Among the following entries, say how many lines contain the word "concrete"; the answer is a number and nothing else.

» Data for review
------------------------------

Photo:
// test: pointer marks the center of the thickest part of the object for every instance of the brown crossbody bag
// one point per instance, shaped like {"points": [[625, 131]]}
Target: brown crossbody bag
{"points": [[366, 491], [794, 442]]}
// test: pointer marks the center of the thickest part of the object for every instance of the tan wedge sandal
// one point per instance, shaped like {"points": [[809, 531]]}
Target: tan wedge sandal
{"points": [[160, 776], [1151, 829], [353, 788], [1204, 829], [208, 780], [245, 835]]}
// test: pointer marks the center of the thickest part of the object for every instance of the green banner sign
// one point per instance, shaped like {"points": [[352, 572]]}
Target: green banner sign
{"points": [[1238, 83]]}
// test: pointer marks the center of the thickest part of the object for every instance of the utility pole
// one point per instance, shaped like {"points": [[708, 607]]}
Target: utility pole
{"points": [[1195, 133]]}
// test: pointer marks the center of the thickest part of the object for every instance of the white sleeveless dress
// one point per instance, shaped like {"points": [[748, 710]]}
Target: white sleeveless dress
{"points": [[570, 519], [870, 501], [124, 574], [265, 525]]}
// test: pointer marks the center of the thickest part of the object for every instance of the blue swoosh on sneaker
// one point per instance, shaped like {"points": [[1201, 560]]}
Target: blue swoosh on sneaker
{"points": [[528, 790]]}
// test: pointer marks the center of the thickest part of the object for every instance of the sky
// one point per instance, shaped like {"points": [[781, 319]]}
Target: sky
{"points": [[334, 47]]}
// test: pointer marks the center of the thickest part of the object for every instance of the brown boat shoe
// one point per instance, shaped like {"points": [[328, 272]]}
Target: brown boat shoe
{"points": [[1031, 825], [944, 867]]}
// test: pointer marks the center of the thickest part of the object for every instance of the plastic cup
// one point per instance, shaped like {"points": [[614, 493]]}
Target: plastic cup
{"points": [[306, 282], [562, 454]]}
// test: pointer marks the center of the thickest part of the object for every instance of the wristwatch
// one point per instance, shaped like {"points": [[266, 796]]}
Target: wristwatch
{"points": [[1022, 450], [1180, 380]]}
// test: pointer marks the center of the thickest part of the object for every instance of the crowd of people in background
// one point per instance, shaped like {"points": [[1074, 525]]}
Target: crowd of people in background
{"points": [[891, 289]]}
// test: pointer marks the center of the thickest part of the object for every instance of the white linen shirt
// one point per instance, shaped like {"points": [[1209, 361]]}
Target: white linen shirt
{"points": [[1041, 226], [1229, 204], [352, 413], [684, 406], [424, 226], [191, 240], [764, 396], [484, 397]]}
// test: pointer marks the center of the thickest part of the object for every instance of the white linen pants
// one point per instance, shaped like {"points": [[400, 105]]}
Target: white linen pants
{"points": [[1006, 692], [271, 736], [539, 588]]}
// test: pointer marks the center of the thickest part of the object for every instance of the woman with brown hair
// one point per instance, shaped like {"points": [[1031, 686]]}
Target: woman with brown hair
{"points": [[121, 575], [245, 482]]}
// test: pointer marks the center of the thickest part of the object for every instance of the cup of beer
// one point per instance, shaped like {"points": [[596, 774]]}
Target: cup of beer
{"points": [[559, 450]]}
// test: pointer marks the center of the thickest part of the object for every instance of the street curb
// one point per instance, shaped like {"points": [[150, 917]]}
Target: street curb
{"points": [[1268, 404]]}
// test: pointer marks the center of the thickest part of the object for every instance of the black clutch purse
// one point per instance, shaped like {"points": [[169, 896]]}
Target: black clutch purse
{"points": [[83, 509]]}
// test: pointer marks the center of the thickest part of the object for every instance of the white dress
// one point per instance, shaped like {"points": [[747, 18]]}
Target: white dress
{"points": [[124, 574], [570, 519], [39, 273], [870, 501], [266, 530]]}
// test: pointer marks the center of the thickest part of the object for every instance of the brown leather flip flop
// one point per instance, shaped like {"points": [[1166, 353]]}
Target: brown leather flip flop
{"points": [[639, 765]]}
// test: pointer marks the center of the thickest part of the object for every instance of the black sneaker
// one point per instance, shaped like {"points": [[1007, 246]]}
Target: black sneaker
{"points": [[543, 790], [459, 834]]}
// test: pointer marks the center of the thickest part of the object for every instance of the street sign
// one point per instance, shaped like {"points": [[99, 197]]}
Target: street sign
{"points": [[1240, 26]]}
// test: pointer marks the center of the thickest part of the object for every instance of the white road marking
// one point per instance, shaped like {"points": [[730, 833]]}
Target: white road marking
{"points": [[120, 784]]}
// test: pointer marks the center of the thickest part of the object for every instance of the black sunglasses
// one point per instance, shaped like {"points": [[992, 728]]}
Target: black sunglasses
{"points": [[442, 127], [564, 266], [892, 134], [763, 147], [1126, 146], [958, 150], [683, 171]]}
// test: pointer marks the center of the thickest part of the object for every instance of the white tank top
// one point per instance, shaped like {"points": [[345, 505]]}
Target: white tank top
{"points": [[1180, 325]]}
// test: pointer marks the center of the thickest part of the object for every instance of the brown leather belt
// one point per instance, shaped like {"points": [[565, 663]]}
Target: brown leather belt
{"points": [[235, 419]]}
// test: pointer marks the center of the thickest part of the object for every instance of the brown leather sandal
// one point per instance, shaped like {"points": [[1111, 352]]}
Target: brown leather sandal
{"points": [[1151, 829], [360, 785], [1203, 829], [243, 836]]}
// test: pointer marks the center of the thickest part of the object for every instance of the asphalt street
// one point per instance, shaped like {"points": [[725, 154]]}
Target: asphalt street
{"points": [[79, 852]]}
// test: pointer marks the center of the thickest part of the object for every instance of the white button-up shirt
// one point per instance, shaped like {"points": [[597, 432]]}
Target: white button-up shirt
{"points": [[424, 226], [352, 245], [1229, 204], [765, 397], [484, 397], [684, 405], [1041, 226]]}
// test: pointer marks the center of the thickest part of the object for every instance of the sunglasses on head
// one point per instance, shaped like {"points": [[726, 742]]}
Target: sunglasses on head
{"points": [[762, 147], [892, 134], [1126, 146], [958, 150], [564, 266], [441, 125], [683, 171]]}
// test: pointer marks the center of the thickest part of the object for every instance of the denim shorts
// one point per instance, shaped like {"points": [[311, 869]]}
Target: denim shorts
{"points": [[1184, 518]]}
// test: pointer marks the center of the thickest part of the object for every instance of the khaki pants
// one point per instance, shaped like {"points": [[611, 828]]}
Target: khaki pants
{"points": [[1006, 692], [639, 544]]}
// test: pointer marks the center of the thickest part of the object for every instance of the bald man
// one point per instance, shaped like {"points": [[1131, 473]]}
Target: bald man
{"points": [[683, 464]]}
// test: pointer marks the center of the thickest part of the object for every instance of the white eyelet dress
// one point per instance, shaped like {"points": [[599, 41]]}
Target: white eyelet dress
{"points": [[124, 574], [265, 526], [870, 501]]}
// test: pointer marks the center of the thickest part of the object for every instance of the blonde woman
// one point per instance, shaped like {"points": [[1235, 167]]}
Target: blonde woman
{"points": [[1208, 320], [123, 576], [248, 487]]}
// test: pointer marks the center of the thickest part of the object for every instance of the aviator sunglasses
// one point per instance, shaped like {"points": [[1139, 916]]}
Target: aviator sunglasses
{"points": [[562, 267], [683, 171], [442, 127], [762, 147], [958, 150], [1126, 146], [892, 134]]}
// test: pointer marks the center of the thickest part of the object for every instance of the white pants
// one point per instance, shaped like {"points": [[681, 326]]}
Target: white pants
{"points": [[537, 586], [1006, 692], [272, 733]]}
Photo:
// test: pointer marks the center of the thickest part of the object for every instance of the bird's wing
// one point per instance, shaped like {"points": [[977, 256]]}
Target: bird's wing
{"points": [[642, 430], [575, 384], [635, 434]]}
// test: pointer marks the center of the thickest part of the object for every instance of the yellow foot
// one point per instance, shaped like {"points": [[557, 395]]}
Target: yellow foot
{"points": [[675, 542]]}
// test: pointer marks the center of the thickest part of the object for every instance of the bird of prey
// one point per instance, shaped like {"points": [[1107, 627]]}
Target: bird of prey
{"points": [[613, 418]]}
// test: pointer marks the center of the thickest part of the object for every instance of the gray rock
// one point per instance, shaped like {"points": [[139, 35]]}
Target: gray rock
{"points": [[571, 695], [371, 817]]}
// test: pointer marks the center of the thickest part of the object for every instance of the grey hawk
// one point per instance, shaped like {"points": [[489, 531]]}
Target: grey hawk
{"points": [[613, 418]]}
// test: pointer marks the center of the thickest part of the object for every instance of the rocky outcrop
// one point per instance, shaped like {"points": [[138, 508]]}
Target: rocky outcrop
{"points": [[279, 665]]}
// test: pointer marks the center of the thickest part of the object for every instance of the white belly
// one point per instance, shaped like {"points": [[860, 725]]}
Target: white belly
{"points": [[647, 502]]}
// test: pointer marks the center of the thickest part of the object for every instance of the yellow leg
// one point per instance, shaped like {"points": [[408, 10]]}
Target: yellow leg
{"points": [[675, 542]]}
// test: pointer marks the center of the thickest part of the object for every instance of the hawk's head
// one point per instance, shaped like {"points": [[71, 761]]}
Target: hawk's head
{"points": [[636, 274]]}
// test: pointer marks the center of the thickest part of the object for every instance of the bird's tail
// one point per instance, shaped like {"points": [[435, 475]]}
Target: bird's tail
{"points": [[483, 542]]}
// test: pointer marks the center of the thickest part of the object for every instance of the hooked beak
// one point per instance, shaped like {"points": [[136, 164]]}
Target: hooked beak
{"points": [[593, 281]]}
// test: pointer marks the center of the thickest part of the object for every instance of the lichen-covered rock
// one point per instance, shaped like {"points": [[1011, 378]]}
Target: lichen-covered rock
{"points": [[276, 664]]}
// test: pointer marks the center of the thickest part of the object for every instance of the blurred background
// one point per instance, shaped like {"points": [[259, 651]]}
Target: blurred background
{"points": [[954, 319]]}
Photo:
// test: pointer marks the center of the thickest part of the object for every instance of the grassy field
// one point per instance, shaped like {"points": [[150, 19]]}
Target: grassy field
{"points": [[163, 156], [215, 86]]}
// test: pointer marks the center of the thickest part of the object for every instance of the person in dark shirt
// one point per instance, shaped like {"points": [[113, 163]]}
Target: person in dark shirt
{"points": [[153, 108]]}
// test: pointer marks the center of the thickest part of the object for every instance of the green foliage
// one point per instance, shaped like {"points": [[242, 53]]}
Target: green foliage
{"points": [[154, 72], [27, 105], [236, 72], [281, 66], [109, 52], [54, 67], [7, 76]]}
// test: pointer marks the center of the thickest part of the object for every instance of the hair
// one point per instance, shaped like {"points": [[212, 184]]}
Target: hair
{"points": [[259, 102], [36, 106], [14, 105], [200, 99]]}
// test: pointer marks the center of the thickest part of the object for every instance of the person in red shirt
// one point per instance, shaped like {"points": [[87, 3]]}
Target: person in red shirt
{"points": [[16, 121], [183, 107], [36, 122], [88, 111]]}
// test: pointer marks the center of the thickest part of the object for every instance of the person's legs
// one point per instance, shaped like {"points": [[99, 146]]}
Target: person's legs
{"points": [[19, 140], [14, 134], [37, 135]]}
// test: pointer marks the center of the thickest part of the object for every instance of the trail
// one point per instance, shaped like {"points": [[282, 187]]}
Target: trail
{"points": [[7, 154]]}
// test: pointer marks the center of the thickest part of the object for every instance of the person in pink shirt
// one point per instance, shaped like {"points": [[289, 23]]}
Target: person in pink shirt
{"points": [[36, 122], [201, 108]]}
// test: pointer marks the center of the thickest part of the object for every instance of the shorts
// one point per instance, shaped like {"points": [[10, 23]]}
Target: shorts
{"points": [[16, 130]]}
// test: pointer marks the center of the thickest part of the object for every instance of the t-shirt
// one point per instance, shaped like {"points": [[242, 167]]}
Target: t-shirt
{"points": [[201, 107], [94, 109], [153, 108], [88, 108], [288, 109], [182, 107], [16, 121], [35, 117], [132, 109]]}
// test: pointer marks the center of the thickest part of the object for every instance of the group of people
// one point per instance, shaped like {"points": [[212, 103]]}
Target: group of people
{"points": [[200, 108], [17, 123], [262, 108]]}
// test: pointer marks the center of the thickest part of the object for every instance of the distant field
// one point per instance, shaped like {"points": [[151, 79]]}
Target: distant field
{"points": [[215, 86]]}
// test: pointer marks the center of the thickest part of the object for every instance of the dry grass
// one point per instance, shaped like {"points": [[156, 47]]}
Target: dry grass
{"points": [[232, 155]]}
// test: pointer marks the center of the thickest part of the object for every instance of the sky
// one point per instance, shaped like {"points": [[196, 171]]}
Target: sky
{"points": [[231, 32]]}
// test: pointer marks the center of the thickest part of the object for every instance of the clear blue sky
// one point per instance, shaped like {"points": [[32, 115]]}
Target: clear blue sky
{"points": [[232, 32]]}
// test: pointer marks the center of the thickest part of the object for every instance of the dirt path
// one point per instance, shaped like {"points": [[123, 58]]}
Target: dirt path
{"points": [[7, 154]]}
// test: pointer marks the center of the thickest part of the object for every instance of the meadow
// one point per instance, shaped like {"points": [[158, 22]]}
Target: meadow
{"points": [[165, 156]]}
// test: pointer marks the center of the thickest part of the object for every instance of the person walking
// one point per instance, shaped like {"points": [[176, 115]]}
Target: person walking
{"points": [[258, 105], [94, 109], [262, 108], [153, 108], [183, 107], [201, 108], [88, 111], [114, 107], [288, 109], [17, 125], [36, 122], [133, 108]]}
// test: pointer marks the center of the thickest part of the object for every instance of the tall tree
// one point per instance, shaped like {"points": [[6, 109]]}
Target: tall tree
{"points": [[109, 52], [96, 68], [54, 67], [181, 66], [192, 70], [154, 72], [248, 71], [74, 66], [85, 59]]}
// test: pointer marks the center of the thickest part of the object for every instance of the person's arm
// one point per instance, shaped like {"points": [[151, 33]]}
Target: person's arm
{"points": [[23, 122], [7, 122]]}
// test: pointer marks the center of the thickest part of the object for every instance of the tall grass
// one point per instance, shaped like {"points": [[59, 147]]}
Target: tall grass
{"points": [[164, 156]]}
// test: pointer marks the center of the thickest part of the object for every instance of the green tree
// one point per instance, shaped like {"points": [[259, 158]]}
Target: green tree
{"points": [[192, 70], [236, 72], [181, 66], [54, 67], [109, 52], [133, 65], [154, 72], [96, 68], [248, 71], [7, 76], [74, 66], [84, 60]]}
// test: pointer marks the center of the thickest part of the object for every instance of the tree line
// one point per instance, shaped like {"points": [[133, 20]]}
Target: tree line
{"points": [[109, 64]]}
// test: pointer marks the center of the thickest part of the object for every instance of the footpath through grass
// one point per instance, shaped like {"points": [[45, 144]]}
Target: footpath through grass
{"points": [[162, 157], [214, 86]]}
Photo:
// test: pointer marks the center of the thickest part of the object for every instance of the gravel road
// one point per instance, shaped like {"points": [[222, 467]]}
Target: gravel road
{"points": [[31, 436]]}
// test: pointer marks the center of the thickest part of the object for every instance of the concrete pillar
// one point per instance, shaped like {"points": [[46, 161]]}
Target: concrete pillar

------------------------------

» Finished exercise
2